Datensätze zur Segmentierungsannotation
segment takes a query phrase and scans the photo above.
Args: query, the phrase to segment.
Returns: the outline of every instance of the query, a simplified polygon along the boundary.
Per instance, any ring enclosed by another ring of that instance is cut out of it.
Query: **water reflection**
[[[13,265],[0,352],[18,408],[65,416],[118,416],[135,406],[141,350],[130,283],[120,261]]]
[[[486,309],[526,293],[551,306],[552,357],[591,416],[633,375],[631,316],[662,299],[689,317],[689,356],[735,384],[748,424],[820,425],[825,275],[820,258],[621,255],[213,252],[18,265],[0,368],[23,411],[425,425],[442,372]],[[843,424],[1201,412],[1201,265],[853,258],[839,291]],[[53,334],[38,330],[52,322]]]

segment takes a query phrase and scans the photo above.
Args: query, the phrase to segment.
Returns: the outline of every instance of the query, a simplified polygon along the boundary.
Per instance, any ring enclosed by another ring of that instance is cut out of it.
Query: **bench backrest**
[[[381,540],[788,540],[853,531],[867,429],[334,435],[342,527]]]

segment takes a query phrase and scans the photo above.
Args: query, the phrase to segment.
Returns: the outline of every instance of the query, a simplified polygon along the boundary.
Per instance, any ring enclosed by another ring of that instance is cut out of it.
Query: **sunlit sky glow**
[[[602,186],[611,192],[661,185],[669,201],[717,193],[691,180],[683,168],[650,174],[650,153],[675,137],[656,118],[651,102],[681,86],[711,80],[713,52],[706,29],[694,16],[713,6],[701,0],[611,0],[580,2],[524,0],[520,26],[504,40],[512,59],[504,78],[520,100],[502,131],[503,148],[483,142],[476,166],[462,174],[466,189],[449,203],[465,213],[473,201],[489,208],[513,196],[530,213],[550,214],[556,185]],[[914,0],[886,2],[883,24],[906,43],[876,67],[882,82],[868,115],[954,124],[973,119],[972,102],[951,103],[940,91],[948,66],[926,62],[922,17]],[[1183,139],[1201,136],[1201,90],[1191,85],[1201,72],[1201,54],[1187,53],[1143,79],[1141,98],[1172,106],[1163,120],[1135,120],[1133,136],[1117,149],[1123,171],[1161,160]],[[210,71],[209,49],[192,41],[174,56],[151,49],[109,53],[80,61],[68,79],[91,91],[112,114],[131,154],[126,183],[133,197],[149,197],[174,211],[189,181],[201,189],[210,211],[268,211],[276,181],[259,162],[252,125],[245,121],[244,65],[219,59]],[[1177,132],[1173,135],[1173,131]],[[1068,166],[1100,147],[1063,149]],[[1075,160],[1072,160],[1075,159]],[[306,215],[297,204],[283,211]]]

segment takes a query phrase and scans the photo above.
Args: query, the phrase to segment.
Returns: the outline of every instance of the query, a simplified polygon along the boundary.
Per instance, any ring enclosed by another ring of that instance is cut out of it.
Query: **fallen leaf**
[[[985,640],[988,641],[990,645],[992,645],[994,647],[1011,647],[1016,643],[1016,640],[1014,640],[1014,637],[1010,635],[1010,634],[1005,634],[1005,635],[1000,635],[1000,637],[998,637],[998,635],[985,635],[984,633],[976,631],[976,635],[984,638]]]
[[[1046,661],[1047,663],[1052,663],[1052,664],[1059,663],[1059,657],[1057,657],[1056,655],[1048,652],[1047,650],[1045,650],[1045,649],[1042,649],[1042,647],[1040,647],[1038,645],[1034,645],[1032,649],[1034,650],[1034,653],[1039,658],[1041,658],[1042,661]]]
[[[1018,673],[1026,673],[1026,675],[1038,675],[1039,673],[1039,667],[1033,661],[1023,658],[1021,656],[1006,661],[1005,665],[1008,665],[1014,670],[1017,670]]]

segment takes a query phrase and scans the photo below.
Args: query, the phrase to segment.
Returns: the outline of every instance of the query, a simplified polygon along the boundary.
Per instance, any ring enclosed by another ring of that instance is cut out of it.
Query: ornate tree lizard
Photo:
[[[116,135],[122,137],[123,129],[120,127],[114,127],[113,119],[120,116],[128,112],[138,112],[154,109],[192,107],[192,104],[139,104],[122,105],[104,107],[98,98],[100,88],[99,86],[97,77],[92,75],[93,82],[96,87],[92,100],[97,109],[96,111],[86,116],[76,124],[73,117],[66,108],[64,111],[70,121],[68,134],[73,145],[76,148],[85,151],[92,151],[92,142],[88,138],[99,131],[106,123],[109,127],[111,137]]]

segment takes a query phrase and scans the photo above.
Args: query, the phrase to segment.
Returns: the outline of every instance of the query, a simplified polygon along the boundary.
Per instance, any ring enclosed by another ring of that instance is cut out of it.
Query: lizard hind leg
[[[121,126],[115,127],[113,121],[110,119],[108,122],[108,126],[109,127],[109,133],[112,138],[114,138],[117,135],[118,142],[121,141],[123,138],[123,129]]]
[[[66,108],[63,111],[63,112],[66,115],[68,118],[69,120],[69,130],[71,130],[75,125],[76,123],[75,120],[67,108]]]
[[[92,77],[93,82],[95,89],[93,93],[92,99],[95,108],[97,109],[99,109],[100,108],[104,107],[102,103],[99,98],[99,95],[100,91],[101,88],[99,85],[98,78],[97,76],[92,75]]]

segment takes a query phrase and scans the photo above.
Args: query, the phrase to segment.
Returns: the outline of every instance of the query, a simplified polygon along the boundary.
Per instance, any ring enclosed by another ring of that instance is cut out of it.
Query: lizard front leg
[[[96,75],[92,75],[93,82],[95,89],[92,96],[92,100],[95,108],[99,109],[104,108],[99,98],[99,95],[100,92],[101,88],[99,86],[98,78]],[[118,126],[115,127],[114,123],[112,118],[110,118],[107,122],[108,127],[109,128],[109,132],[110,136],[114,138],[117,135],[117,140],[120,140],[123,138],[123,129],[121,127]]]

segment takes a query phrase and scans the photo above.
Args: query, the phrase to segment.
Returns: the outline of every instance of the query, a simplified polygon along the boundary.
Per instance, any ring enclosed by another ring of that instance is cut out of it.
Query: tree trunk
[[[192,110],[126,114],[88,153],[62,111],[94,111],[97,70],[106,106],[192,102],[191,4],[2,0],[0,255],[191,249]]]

### ZIEL
Schreiben Sie sämtliche Datensätze oben Zeile für Zeile unverändert ab.

### ANTWORT
segment takes a query phrase and scans the photo above.
Args: query, the phrase to segment.
Returns: the outline of every instance of the query, a simplified polygon along the boundary.
Per instance, any ring enclosed by another ring of that instance is cut out of it.
Query: **water reflection**
[[[13,265],[0,352],[18,408],[65,416],[118,416],[135,406],[141,350],[130,283],[120,261]]]
[[[486,309],[526,293],[551,306],[552,357],[591,416],[633,375],[631,316],[662,299],[689,317],[689,356],[735,384],[748,424],[820,425],[825,275],[820,258],[621,255],[213,252],[18,265],[0,368],[23,411],[425,425],[442,372]],[[843,424],[1201,412],[1201,265],[853,258],[839,291]],[[53,334],[38,330],[52,322]]]

segment takes a query phrase and scans the photo above.
Args: query, the phrase to segment.
Returns: the outline of every instance of the query, a simplified polygon along the boundary.
Per instance, any ring enclosed by another ring of that instance is cut out of it.
Query: **bench backrest**
[[[381,540],[788,540],[853,531],[867,429],[334,435],[342,527]]]

segment takes a query phrase and scans the photo above.
Args: query, the phrase to segment.
Returns: the outline of every instance of the query, a simplified polygon along the boundary.
Per instance, any ring enclosed by another ring of that instance is cut out of it.
Query: **sunlit sky glow**
[[[602,186],[611,192],[661,185],[669,201],[717,193],[691,180],[683,168],[650,174],[650,153],[675,137],[656,118],[651,102],[681,86],[711,80],[713,52],[706,29],[694,16],[713,6],[701,0],[611,0],[580,2],[524,0],[520,26],[504,40],[512,59],[504,78],[520,100],[502,131],[503,148],[483,142],[476,166],[462,174],[466,189],[449,203],[465,213],[473,201],[489,208],[513,196],[530,213],[550,214],[556,185]],[[914,0],[886,2],[883,24],[906,43],[876,67],[882,82],[868,115],[954,124],[973,119],[972,102],[951,103],[940,91],[948,66],[926,62],[922,17]],[[1183,139],[1201,136],[1201,90],[1191,85],[1201,72],[1201,54],[1187,53],[1143,79],[1141,98],[1172,106],[1163,120],[1135,120],[1133,136],[1117,149],[1123,171],[1161,160]],[[210,71],[209,49],[192,41],[174,56],[151,49],[109,53],[80,61],[68,79],[91,91],[112,114],[131,154],[126,183],[133,197],[149,197],[174,211],[189,181],[201,189],[210,211],[268,211],[276,181],[259,162],[252,125],[245,121],[244,65],[219,59]],[[1177,132],[1173,135],[1173,131]],[[1068,166],[1100,147],[1063,149]],[[1075,160],[1072,160],[1075,159]],[[306,215],[297,204],[283,211]]]

segment takes a query phrase and scans the photo above.
Args: query, the phrase to segment.
Returns: the outline of every instance of the query, a simplified polygon along the boundary.
Per instance, any ring enclosed by another ring of that instance is cut out of it.
Query: **fallen leaf**
[[[985,640],[988,641],[990,645],[992,645],[994,647],[1011,647],[1016,643],[1016,640],[1014,640],[1014,637],[1010,635],[1010,634],[1005,634],[1005,635],[1000,635],[1000,637],[998,637],[998,635],[985,635],[984,633],[976,631],[976,635],[984,638]]]
[[[1046,661],[1047,663],[1052,663],[1052,664],[1059,663],[1059,657],[1057,657],[1056,655],[1048,652],[1047,650],[1045,650],[1045,649],[1042,649],[1042,647],[1040,647],[1038,645],[1034,645],[1032,649],[1034,650],[1034,653],[1039,658],[1041,658],[1042,661]]]
[[[1018,673],[1026,673],[1026,675],[1038,675],[1039,673],[1039,667],[1033,661],[1023,658],[1021,656],[1006,661],[1005,665],[1008,665],[1014,670],[1017,670]]]

segment takes a query phrase and scans the photo below.
Args: query, the phrase to segment.
Returns: the outline of every instance of the query, a simplified polygon along the boundary.
Per instance, any ring enclosed by another ring of that instance is cut out of it.
Query: ornate tree lizard
Photo:
[[[116,135],[122,137],[123,129],[120,127],[114,127],[113,119],[120,116],[128,112],[138,112],[154,109],[192,107],[192,104],[139,104],[122,105],[104,107],[98,98],[100,88],[99,86],[97,77],[92,75],[93,82],[96,87],[92,100],[97,109],[96,111],[86,116],[76,124],[73,117],[66,108],[64,111],[70,121],[68,134],[73,145],[76,148],[85,151],[92,151],[92,142],[88,138],[99,131],[106,123],[109,127],[111,137]]]

segment takes a query phrase and scans the photo above.
Args: query, the phrase to segment.
Returns: the outline of every instance of the query, a simplified polygon along the boundary.
Per instance, any ring enclosed by another ring of that instance is cut out of it.
Query: lizard hind leg
[[[121,126],[115,127],[113,121],[110,119],[108,122],[108,126],[109,127],[109,133],[112,138],[114,138],[117,135],[118,142],[121,141],[123,138],[123,129]]]
[[[66,108],[63,111],[63,112],[66,115],[68,118],[69,120],[69,130],[71,130],[75,125],[76,123],[75,120],[67,108]]]
[[[92,77],[93,82],[95,89],[93,93],[92,99],[95,108],[97,109],[99,109],[100,108],[104,107],[102,103],[99,98],[99,95],[100,91],[101,88],[99,85],[98,78],[97,76],[92,75]]]

segment takes a query phrase and scans the photo above.
Args: query, the phrase to segment.
Returns: the outline of every instance of the query, a simplified polygon along the boundary.
Per instance, any ring enclosed by another ring of that instance is cut out of it.
Query: lizard front leg
[[[96,75],[92,75],[93,82],[95,89],[92,96],[92,100],[95,108],[99,109],[104,108],[99,98],[99,95],[100,92],[101,88],[99,86],[98,78]],[[118,126],[115,127],[114,123],[112,118],[110,118],[107,122],[108,127],[109,128],[109,132],[110,136],[114,138],[117,135],[117,140],[120,140],[123,138],[123,129],[121,127]]]

segment takes a query phrase and scans the photo above.
Args: query, the phrase to segment.
Returns: the outline of every instance of the query, a simplified polygon along the boundary.
Per instance, any ring enclosed by another ring of that instance is cut out of it.
Query: tree trunk
[[[192,110],[126,114],[88,153],[62,111],[94,111],[97,70],[106,106],[192,102],[191,4],[2,0],[0,255],[191,249]]]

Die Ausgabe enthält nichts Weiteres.